> [Task prompt]: Go through the following data and transcribe exactly the stretch of lines from the one holding "[[504, 436]]" to the one holding "[[193, 483], [864, 557]]", both included.

> [Given entries]:
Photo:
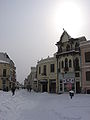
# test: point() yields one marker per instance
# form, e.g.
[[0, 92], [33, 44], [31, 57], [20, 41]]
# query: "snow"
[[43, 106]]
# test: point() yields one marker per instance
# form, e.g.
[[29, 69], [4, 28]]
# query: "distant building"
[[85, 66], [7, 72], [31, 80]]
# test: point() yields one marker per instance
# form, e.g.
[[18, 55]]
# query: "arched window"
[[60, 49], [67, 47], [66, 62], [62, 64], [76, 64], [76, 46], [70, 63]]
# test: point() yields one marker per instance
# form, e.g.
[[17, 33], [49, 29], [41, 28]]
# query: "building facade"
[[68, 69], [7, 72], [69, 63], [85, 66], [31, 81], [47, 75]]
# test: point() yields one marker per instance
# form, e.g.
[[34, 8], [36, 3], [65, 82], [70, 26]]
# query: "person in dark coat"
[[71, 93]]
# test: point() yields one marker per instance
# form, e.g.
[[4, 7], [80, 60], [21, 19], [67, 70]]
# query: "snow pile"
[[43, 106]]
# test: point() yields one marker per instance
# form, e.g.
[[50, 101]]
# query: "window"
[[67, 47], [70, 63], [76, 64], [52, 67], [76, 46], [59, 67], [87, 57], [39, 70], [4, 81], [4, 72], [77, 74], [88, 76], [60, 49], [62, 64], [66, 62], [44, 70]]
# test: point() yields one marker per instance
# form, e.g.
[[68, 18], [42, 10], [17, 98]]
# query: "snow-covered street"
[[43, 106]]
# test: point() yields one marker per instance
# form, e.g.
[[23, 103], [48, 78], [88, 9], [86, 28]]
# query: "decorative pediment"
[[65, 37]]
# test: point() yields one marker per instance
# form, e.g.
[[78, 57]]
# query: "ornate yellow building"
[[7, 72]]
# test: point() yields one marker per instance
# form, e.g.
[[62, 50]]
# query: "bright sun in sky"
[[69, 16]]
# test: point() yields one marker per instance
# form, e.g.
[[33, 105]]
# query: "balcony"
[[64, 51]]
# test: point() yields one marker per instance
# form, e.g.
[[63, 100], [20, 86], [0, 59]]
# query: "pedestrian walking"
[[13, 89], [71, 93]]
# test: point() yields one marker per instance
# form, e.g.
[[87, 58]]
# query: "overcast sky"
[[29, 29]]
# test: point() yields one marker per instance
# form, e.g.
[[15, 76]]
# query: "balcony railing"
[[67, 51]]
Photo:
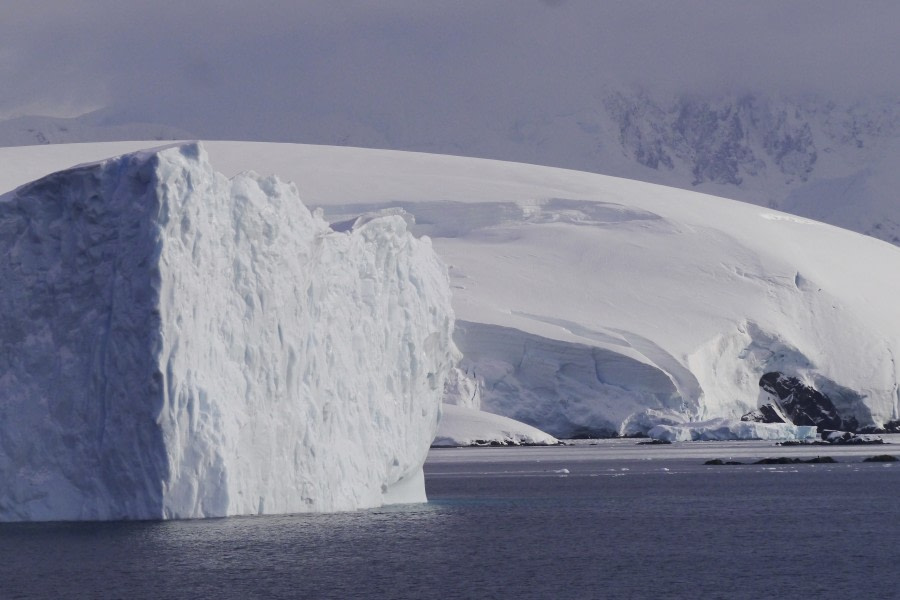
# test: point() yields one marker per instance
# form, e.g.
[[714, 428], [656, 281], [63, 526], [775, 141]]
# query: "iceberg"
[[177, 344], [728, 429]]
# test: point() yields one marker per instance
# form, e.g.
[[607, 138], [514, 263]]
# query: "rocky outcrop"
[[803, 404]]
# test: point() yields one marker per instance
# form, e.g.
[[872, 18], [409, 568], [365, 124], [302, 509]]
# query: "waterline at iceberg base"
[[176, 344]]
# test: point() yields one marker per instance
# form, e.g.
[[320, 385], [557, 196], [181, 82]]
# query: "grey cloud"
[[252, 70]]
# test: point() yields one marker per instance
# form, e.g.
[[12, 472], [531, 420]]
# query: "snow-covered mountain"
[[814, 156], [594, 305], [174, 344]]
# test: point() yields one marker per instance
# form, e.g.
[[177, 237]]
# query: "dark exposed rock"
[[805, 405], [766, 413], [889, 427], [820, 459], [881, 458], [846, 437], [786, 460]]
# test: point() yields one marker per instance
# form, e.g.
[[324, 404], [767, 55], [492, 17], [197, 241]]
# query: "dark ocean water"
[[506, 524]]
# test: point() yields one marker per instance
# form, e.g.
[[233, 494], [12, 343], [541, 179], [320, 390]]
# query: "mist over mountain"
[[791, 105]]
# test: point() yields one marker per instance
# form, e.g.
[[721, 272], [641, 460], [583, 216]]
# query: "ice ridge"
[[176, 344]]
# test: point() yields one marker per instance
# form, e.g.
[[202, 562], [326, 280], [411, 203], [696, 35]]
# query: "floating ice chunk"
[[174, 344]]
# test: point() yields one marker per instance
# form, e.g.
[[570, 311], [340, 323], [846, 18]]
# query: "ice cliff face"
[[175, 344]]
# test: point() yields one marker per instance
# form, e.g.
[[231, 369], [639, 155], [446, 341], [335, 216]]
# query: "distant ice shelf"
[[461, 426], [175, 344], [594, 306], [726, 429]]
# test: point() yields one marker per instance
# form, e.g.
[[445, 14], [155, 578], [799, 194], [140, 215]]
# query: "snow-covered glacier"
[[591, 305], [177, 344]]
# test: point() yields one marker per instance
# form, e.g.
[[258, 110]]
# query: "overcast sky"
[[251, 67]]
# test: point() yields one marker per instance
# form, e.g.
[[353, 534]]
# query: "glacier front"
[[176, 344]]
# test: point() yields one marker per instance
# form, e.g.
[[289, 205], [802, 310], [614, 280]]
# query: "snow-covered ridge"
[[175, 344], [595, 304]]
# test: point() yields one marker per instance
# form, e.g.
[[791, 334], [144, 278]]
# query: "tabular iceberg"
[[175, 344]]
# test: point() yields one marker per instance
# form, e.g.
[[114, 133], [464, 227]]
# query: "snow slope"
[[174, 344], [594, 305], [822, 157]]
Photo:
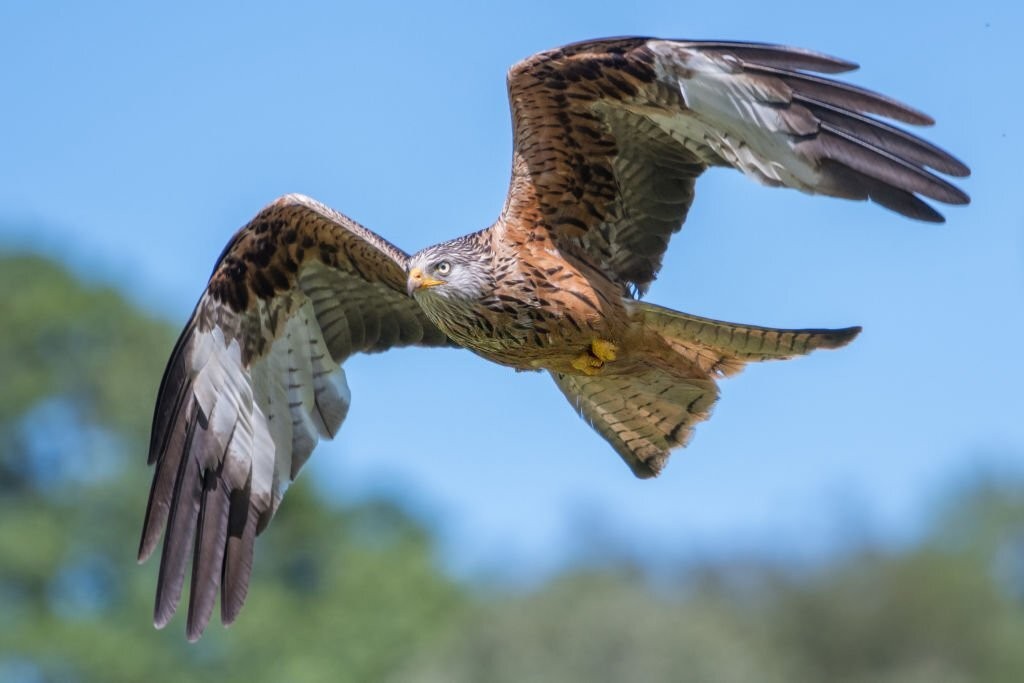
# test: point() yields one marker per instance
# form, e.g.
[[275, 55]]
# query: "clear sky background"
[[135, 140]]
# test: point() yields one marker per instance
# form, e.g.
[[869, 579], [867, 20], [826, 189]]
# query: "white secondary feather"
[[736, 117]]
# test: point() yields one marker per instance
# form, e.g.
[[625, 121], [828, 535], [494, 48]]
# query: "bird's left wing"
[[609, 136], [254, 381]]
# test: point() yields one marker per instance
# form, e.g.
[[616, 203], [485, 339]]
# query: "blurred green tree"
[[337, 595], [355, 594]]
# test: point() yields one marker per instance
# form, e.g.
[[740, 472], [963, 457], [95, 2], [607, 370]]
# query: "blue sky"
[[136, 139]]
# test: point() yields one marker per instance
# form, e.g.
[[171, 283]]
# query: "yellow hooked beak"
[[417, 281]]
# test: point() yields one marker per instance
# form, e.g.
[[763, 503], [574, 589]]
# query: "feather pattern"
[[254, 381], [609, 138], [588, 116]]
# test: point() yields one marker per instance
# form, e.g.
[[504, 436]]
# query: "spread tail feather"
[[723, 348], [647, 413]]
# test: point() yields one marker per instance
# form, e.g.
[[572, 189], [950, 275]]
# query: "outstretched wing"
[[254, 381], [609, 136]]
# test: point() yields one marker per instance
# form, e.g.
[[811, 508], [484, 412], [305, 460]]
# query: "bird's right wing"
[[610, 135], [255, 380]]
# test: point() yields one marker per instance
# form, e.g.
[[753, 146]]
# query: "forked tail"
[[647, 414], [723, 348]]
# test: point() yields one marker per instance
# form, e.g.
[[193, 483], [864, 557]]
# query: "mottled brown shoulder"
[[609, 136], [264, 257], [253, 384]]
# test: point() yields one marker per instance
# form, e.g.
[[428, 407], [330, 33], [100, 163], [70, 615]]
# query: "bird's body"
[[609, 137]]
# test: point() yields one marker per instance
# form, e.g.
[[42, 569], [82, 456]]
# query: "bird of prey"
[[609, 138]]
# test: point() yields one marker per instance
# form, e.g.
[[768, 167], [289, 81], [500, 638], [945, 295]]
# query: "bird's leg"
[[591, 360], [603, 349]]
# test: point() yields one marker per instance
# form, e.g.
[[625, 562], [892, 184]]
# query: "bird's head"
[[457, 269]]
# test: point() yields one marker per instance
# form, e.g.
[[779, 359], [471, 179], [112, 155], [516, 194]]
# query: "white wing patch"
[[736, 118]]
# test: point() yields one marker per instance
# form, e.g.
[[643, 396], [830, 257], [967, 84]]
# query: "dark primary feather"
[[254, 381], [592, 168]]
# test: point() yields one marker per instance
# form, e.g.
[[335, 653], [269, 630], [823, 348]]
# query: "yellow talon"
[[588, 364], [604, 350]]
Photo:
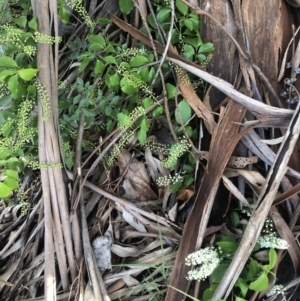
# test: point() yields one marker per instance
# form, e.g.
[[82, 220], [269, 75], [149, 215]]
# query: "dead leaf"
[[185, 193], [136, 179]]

* * *

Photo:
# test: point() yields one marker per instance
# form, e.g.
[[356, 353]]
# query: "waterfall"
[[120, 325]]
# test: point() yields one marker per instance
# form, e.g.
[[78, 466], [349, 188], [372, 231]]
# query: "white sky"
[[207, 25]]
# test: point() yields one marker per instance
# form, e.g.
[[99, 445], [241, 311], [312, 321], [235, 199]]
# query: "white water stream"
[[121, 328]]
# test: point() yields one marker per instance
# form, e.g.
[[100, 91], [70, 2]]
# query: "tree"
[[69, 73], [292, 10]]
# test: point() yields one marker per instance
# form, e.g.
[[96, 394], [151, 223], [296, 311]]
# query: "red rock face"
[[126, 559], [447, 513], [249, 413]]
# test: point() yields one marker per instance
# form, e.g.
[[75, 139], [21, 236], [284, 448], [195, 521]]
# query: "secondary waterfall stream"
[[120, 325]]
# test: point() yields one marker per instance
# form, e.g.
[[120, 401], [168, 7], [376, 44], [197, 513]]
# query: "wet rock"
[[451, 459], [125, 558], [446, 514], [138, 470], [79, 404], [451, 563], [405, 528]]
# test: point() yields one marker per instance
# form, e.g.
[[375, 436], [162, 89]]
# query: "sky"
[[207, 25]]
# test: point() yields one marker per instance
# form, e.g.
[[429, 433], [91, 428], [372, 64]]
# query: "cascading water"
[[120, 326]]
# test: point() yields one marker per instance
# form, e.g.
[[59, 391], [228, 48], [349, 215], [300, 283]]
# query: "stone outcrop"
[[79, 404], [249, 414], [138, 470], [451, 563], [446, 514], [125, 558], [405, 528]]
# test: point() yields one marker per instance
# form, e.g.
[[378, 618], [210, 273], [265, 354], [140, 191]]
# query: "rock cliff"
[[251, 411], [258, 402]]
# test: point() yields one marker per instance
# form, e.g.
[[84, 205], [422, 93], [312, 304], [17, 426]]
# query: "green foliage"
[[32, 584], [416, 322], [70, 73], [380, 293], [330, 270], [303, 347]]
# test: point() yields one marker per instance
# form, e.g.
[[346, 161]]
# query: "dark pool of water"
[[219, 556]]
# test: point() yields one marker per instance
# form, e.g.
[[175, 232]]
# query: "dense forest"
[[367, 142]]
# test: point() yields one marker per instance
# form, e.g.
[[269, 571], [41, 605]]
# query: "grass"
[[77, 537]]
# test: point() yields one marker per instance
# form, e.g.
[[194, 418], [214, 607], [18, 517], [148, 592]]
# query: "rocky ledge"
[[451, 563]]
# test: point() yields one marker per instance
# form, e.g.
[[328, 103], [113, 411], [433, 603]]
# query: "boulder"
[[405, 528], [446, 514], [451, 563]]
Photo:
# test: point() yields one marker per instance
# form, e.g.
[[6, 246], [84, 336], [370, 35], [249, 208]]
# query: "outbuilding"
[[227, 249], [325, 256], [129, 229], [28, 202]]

...

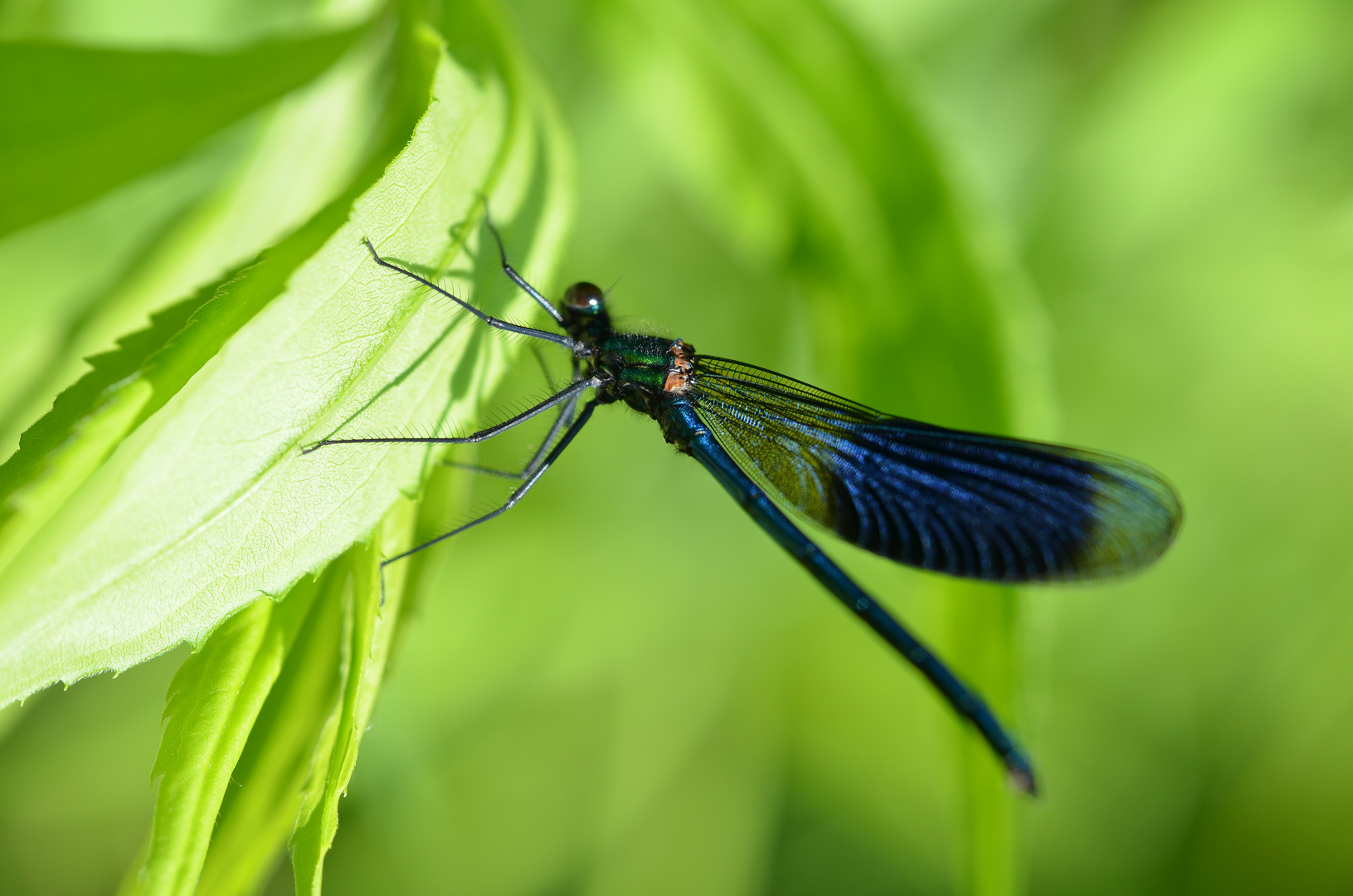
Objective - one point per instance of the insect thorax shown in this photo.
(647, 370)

> [Finished task]:
[[504, 436]]
# query: "spread tail feather"
[[723, 348], [647, 413]]
# test: point() yields one marker per instance
# form, e.g.
[[572, 189], [950, 275]]
# query: "outstretched wing"
[[254, 381], [609, 136]]
# test: point() yields one marker per instance
# form, e.g.
[[811, 508], [484, 412], [305, 460]]
# query: "bird's right wing"
[[610, 135], [255, 380]]
# test: point() yields one marker per instance
# form, e.g.
[[753, 146]]
# query: "forked tail"
[[647, 414], [723, 348]]
# test: point() yields one marker per instance
# form, e.g.
[[193, 483], [864, 557]]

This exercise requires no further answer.